[Extracted records — start]
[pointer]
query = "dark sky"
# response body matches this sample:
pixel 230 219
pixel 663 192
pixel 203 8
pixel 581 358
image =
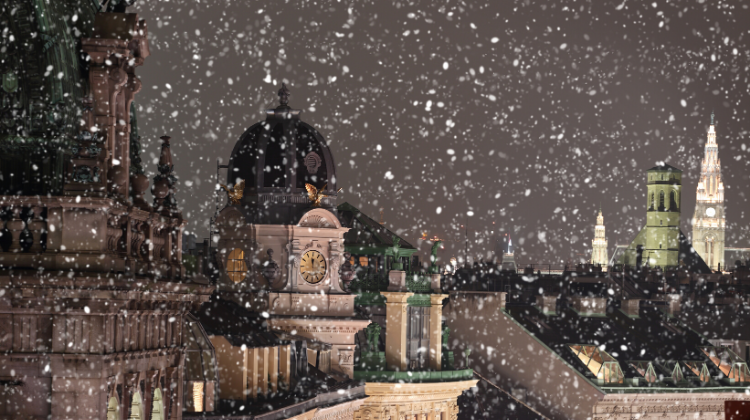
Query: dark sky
pixel 527 114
[Extracted records — finish]
◆ What to produce: Copy the records exactly. Skip the pictures.

◆ Exercise answer:
[pointer]
query = "dark sky"
# response body matches this sample:
pixel 230 219
pixel 663 192
pixel 203 8
pixel 581 358
image =
Query: dark sky
pixel 527 114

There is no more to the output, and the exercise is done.